» Task goal
Below is a listing; reproduce each line of it exactly.

Excerpts of location labeling data
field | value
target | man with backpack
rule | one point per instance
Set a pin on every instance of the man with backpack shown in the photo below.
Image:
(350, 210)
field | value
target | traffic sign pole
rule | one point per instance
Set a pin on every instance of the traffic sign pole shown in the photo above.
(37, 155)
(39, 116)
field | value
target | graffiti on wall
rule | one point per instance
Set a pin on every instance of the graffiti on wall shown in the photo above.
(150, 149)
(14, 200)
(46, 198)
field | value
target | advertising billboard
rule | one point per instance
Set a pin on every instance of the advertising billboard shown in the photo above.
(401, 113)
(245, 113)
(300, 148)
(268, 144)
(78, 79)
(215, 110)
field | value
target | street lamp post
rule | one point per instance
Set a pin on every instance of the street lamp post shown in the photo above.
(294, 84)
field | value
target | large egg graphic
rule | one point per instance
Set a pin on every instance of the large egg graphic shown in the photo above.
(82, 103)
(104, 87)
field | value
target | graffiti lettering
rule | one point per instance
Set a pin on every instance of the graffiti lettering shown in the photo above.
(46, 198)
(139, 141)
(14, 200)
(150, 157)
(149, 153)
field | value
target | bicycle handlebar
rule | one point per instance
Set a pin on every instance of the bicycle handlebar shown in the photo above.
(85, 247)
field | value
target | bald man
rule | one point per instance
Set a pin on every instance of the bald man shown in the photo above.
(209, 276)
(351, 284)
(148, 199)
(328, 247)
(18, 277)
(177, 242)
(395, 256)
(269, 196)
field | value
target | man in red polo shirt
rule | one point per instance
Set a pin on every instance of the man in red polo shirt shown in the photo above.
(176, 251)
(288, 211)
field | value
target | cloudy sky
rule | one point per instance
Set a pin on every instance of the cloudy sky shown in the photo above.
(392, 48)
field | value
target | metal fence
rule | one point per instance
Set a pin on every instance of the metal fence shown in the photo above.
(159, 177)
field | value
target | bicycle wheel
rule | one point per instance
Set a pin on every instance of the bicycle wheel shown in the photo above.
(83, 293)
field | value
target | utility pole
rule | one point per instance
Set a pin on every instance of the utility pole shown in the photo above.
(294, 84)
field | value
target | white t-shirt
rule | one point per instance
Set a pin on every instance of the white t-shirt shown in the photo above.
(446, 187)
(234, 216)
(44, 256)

» Written solution
field | value
target | man with backpack
rule | one point per instance
Set a pin on every instance of the man with backpack shown in the photo below.
Image:
(350, 210)
field | value
target | traffic sign pole
rule | one point per instance
Set a pin on every instance of the traffic sign pole shown in the photo above.
(37, 155)
(39, 116)
field | value
target | graffiti on wall
rule | one point per instance
Set a pin on every instance of the graffiti on wall shown in the photo above.
(150, 149)
(14, 200)
(46, 198)
field | value
target | advertising billboard
rule | one point per instance
Set a pin on every instance of the advertising billboard shown in the photo above.
(401, 113)
(245, 113)
(300, 148)
(268, 144)
(78, 79)
(215, 110)
field | value
target | street lamp post
rule | one point per instance
Set a pin on every instance of the street lamp post shown in the photo above.
(294, 84)
field | value
target | large egg graphic
rule | one point per instance
Set a pin on every instance of the large egg graphic shown in the photo above.
(82, 103)
(104, 87)
field | value
target | graffiti lettering
rule | one point per instance
Set a pin on every instance of the graffiti lettering shown in the photo above.
(46, 198)
(139, 141)
(14, 200)
(150, 157)
(149, 153)
field | value
target | bicycle handlebar
rule | one point per instance
Set a pin on every instance of the bicycle handlebar shown in the photo above.
(85, 247)
field | value
target | bald man
rule | one point per instance
Set a pin on every instance of the bald man shown in the photo above.
(209, 276)
(351, 284)
(148, 199)
(328, 247)
(18, 277)
(177, 242)
(395, 256)
(269, 196)
field | value
target | man in red polo shirt
rule | one point per instance
Set a pin on every instance of the man in red polo shirt shown in the photo above.
(176, 251)
(288, 211)
field | value
target | cloudy sky
rule | one point per instance
Set a pin on every instance of the cloudy sky shown in the photo above.
(392, 48)
field | value
target | metal fence
rule | one point per instance
Set a pin on every instance of the metal fence shown in the photo above.
(159, 177)
field | value
target | bicycle wheel
rule | one point per instance
Set a pin on every instance of the bicycle wheel shown in the photo above.
(83, 293)
field | value
target | utility pole
rule | one point per instance
Set a pin on every instance of the utility pole shown in the photo above.
(294, 84)
field | value
target | white t-shirt
rule | one point per instance
Set a pin on every instance of the white t-shirt shown in the photo above.
(446, 187)
(234, 216)
(44, 256)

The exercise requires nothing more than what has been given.